** Text under study **
World Toilet Day Focuses On Better Sanitation
Better sanitation is a matter of basic human dignity, UN expert says
18 November 2008 – Boosting the standard of sanitation in poor countries worldwide is a matter of basic human dignity, and yet 40 per cent of the global population still does not have access to toilets, a United Nations rights expert said today, calling for donor investment to be stepped up to save lives and reduce the spread of diseases.
UN Independent Expert Catarina de Albuquerque issued a statement in Geneva – on the eve of World Toilet Day tomorrow – saying that the scale of the crisis is enormous, with an estimated 2.5 billion people lacking access to decent sanitation.
“There is compelling evidence that sanitation brings the single greatest return on investment of any development intervention – roughly $9 for every $1 spent,” Ms. de Albuquerque said. “Yet it remains the most neglected and most off-track of the Millennium Development Goal (MDG) targets.”
The MDGs are a series of targets agreed upon by world leaders for reducing social and economic ills, all by 2015, and they include the goal of halving the proportion of people without safe drinking water and basic sanitation.
But Ms. de Albuquerque, who is the Independent Expert on the issue of human rights obligations attached to access to safe drinking water and sanitation, said the question of sanitation has been treated as “a taboo topic” for too long.

** Recorded data **
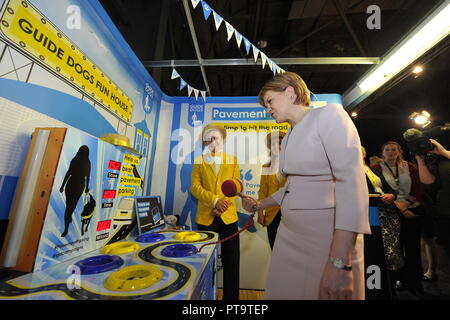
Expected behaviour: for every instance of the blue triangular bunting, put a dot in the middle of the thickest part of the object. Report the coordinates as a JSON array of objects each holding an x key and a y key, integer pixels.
[
  {"x": 247, "y": 45},
  {"x": 182, "y": 84},
  {"x": 206, "y": 10}
]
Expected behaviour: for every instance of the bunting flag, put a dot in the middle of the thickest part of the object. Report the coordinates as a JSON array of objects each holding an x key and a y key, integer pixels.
[
  {"x": 217, "y": 20},
  {"x": 274, "y": 69},
  {"x": 238, "y": 38},
  {"x": 247, "y": 45},
  {"x": 195, "y": 3},
  {"x": 174, "y": 74},
  {"x": 230, "y": 30},
  {"x": 255, "y": 52},
  {"x": 182, "y": 84},
  {"x": 206, "y": 10},
  {"x": 263, "y": 59}
]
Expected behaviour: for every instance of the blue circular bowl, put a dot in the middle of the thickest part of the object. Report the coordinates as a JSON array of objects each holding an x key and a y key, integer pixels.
[
  {"x": 179, "y": 250},
  {"x": 150, "y": 237},
  {"x": 99, "y": 264}
]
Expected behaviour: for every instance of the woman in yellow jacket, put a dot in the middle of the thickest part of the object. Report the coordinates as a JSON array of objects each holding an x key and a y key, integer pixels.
[
  {"x": 215, "y": 211},
  {"x": 271, "y": 181}
]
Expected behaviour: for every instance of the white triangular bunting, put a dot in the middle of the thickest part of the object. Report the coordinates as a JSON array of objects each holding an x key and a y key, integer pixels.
[
  {"x": 230, "y": 30},
  {"x": 174, "y": 74},
  {"x": 255, "y": 52},
  {"x": 263, "y": 59},
  {"x": 247, "y": 45},
  {"x": 182, "y": 84},
  {"x": 238, "y": 38},
  {"x": 195, "y": 2},
  {"x": 217, "y": 20}
]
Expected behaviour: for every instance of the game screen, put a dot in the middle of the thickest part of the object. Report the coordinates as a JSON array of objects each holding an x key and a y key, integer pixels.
[{"x": 149, "y": 213}]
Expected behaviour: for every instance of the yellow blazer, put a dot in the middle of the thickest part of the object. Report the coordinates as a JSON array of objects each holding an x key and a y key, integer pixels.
[
  {"x": 206, "y": 186},
  {"x": 268, "y": 185}
]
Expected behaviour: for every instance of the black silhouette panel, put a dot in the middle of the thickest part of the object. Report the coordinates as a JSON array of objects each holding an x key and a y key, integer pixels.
[{"x": 75, "y": 182}]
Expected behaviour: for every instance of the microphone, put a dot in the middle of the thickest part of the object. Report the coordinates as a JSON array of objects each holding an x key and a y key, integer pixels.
[
  {"x": 417, "y": 141},
  {"x": 234, "y": 187}
]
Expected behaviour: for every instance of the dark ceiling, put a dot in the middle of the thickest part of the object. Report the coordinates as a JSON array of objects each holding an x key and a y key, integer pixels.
[{"x": 158, "y": 30}]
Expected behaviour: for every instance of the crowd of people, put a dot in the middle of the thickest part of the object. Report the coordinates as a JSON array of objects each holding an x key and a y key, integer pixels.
[{"x": 329, "y": 214}]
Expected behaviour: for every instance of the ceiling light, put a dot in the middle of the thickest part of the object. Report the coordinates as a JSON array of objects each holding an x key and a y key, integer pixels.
[
  {"x": 422, "y": 118},
  {"x": 417, "y": 69},
  {"x": 420, "y": 40},
  {"x": 262, "y": 44},
  {"x": 434, "y": 28}
]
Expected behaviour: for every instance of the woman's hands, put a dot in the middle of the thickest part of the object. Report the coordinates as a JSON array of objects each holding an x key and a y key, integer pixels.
[
  {"x": 249, "y": 203},
  {"x": 336, "y": 284},
  {"x": 438, "y": 149},
  {"x": 220, "y": 207},
  {"x": 261, "y": 218},
  {"x": 387, "y": 198}
]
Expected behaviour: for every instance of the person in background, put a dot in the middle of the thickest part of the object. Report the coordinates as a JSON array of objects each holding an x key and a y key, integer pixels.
[
  {"x": 382, "y": 248},
  {"x": 271, "y": 181},
  {"x": 373, "y": 160},
  {"x": 403, "y": 178},
  {"x": 437, "y": 173},
  {"x": 215, "y": 211},
  {"x": 318, "y": 252}
]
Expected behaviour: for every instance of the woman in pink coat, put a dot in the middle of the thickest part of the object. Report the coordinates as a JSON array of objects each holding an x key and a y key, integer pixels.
[{"x": 318, "y": 252}]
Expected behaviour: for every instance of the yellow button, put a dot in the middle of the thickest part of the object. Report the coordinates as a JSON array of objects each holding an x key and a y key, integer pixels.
[
  {"x": 188, "y": 236},
  {"x": 120, "y": 248},
  {"x": 133, "y": 278}
]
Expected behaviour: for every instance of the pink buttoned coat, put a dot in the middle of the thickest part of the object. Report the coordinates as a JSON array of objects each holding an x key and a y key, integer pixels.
[{"x": 326, "y": 190}]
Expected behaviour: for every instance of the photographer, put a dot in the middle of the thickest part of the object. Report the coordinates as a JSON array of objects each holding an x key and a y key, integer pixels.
[{"x": 434, "y": 169}]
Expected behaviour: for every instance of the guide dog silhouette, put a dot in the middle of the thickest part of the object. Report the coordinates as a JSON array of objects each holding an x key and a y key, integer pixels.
[
  {"x": 75, "y": 181},
  {"x": 88, "y": 212}
]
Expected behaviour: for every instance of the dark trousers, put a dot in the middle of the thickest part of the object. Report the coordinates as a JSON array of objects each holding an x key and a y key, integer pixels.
[
  {"x": 374, "y": 254},
  {"x": 272, "y": 229},
  {"x": 230, "y": 252},
  {"x": 411, "y": 274}
]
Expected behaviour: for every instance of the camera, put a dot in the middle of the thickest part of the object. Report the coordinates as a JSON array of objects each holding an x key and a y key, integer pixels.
[{"x": 418, "y": 142}]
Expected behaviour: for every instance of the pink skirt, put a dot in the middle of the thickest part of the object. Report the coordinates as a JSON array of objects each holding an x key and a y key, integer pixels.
[{"x": 301, "y": 250}]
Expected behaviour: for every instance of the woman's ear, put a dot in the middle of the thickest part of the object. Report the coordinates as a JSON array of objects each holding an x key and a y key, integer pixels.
[{"x": 290, "y": 92}]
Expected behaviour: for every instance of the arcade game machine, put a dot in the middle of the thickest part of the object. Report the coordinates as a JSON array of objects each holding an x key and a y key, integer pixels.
[{"x": 81, "y": 229}]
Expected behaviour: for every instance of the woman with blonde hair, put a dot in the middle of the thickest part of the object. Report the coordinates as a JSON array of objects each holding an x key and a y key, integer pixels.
[
  {"x": 403, "y": 177},
  {"x": 271, "y": 181},
  {"x": 318, "y": 251}
]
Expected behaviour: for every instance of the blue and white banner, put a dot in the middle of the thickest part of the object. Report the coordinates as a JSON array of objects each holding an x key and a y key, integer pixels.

** What you will do **
• 1. Decide whether each statement agrees with the World Toilet Day article, answering yes or no and quoting the deciding words. (a) Ms. de Albuquerque issued her statement on World Toilet Day itself. (b) She said sanitation returns about $9 for each $1 invested. (c) The MDG targets are meant to be met by 2015.
• 2. Extend the World Toilet Day article, picking up right after its final sentence.

** Answers given **
• 1.
(a) No: "on the eve of World Toilet Day tomorrow"
(b) Yes: "roughly $9 for every $1 spent"
(c) Yes: "all by 2015"

• 2.
“Investing in sanitation will not only lead to the enjoyment of human rights, but will also contribute to improved development outcomes and overall living standards.”
The Independent Expert noted that poor sanitation leads to devastating consequences. An estimated 5,000 children die from diarrhoea every day, and treating diseases related to diarrhoea costs an average of 12 per cent of national health budgets in sub-Saharan African countries. Lack of toilets in schools increases the number of student absences, and worker productivity also suffers through widespread disease and illness. More basically, being forced to defecate in public is an affront to human dignity.
“Infant deaths, lost work days and missed school are estimated to have an economic cost of around $38 billion per year,” according to Ms. de Albuquerque, who added that sanitation is considered by many to be the most important medical advance since 1840 – superior to antibiotics, vaccines and anaesthesia.
Independent Experts such as Ms. de Albuquerque serve in an independent and unpaid capacity and report to the UN Human Rights Council in Geneva. The Portuguese lawyer took up her post on 1 November.